** begin **

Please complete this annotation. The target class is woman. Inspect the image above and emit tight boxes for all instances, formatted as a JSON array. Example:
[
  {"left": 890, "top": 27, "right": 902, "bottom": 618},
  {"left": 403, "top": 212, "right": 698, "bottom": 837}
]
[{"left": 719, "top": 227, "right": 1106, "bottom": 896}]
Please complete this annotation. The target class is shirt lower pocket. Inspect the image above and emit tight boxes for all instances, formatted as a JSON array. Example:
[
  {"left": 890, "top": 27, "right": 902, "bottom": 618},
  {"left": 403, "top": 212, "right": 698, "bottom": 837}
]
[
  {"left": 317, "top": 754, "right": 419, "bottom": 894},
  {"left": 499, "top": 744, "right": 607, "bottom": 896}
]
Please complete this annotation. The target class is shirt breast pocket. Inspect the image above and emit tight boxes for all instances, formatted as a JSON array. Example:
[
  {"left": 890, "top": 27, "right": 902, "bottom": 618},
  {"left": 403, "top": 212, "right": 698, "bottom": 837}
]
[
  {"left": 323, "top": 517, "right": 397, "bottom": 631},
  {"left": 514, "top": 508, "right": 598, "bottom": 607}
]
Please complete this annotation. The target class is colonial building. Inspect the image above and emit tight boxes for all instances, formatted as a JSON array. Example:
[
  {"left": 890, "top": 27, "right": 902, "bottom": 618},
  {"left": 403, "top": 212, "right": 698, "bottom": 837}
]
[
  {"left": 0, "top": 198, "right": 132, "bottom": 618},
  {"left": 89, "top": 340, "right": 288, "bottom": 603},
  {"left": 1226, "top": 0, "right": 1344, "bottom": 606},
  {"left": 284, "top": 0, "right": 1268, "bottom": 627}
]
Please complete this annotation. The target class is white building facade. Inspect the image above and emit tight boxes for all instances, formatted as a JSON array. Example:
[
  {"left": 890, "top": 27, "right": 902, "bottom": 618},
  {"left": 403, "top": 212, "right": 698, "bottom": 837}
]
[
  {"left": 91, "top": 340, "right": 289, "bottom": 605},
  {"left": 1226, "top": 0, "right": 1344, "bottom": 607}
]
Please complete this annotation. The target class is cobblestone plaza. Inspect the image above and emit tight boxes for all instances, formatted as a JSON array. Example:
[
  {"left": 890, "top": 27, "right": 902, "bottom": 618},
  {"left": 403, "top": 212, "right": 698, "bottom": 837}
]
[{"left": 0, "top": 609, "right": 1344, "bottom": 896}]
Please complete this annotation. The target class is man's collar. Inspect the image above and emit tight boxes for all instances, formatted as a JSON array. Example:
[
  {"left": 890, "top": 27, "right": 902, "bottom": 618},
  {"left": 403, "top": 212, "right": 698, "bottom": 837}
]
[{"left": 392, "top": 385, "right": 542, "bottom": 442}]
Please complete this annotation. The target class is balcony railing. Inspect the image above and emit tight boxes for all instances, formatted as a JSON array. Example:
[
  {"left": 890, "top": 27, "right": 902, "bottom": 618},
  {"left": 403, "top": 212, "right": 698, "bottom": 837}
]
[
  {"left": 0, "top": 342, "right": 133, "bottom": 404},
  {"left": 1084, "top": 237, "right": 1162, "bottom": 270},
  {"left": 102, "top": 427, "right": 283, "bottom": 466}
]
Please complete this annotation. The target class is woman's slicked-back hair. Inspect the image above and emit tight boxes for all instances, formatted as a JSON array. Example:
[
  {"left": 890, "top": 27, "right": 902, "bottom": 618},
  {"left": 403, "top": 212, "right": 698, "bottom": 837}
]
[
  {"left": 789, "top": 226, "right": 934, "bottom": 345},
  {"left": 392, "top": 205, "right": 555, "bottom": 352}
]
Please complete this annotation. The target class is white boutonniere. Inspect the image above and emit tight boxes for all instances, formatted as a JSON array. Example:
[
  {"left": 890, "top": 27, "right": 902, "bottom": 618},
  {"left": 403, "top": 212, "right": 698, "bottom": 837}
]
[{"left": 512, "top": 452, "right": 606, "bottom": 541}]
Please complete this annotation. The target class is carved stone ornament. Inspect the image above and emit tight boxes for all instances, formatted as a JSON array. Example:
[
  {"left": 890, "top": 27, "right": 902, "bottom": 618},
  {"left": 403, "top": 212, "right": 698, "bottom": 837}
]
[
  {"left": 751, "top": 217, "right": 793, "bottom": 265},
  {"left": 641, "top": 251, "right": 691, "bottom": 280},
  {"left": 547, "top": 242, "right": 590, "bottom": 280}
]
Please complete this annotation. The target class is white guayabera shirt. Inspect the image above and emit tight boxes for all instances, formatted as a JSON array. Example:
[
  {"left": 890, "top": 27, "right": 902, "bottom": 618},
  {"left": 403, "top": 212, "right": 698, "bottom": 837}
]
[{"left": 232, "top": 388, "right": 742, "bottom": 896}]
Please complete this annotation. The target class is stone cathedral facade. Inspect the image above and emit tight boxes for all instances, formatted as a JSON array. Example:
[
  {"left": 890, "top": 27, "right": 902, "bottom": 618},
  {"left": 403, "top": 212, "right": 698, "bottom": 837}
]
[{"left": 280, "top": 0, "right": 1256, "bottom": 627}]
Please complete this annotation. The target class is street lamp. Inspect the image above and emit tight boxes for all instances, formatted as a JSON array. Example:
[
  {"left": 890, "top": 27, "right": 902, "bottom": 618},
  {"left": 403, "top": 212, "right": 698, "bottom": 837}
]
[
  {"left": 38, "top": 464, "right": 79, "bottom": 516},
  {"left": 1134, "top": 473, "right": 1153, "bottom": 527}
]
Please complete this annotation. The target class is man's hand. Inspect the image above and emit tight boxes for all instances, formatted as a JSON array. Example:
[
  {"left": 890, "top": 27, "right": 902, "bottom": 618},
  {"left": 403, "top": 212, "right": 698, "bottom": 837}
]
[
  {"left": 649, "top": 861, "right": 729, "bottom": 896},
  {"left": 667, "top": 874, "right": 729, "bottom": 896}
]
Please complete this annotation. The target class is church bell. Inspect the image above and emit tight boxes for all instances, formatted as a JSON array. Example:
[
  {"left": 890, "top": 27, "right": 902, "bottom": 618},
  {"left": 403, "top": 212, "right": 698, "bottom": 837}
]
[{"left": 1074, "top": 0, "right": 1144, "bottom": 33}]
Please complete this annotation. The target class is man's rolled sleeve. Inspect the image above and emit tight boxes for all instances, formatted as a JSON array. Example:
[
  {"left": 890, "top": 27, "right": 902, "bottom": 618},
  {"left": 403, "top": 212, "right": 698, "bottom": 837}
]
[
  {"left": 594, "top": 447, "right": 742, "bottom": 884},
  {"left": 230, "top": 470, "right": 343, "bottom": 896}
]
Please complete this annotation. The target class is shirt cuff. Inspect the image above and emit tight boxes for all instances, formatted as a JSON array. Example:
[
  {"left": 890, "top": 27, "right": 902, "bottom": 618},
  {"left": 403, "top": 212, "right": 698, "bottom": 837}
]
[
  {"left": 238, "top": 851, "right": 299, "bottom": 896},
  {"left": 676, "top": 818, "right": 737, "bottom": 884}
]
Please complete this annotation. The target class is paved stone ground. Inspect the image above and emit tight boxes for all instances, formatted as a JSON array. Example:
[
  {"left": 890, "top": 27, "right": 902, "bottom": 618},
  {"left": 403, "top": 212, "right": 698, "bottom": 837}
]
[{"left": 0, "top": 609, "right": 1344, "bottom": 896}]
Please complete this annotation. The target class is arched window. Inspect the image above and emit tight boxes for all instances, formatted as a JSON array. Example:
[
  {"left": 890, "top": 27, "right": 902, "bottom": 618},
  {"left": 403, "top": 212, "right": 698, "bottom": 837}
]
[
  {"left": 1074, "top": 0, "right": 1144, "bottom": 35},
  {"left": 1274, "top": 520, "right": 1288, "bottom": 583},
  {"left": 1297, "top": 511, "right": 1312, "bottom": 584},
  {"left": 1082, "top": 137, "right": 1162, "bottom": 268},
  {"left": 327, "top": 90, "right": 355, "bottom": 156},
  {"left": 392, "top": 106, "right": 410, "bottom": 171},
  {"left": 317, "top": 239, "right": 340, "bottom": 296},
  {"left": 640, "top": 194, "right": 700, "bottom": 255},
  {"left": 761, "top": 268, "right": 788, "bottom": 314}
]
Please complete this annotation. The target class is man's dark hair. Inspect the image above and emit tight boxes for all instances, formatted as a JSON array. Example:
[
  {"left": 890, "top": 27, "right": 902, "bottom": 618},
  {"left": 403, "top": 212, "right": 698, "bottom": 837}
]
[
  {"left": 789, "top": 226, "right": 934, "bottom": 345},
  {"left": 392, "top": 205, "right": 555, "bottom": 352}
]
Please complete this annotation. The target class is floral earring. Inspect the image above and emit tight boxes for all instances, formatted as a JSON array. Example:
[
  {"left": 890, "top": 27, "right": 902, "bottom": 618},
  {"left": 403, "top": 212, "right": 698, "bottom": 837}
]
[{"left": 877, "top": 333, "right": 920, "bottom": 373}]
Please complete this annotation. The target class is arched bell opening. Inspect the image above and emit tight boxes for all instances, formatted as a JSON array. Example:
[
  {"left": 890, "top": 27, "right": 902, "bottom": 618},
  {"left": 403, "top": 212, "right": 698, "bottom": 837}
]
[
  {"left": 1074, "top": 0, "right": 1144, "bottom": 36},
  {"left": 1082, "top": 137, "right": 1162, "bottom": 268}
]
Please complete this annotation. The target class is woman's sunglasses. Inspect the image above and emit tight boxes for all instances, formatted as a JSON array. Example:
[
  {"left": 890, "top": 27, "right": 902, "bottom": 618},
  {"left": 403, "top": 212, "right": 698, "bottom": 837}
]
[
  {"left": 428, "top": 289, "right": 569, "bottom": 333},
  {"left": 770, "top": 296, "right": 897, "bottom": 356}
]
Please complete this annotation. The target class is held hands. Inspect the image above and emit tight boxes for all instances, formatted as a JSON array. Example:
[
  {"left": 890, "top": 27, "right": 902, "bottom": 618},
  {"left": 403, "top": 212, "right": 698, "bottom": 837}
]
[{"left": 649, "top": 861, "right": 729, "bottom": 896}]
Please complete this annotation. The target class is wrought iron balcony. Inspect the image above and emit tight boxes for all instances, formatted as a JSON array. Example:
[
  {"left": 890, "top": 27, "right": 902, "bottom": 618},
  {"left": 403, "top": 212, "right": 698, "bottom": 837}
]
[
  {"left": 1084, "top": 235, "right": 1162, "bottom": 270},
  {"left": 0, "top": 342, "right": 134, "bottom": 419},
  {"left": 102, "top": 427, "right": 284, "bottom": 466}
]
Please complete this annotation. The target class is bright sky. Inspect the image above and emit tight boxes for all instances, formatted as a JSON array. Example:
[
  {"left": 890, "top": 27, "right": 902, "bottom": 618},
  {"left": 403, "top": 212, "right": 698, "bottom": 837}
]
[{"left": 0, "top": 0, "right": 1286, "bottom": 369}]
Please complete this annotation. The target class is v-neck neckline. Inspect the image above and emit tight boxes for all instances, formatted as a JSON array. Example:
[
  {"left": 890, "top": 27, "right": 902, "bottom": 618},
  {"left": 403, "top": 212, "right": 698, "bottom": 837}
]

** end **

→ EXERCISE:
Everything from the line containing "Please complete this annotation. The target class is wrought" to the end of the records must be written out exactly; include both of those lines and no others.

→ RIGHT ANSWER:
Please complete this annotation. The target class is wrought iron balcony. Inspect the image above and emit tight boxes for all instances, formatted as a JSON array. Example:
[
  {"left": 890, "top": 27, "right": 902, "bottom": 618},
  {"left": 403, "top": 212, "right": 698, "bottom": 837}
]
[
  {"left": 1084, "top": 235, "right": 1162, "bottom": 270},
  {"left": 0, "top": 342, "right": 134, "bottom": 419},
  {"left": 102, "top": 427, "right": 284, "bottom": 466}
]
Please complete this annotation. The target class is bright sky. Inspect the image above and emit tight boxes for all instances, formatted as a JSON array. Example:
[
  {"left": 890, "top": 27, "right": 902, "bottom": 618},
  {"left": 403, "top": 212, "right": 698, "bottom": 837}
]
[{"left": 0, "top": 0, "right": 1286, "bottom": 369}]
Please complete this annotation. The target class is v-neck neckline. Inspect the image above and emit tight boxes for all instances, formatted as a JSON array. Example:
[
  {"left": 890, "top": 27, "right": 902, "bottom": 618},
  {"left": 403, "top": 212, "right": 698, "bottom": 837}
]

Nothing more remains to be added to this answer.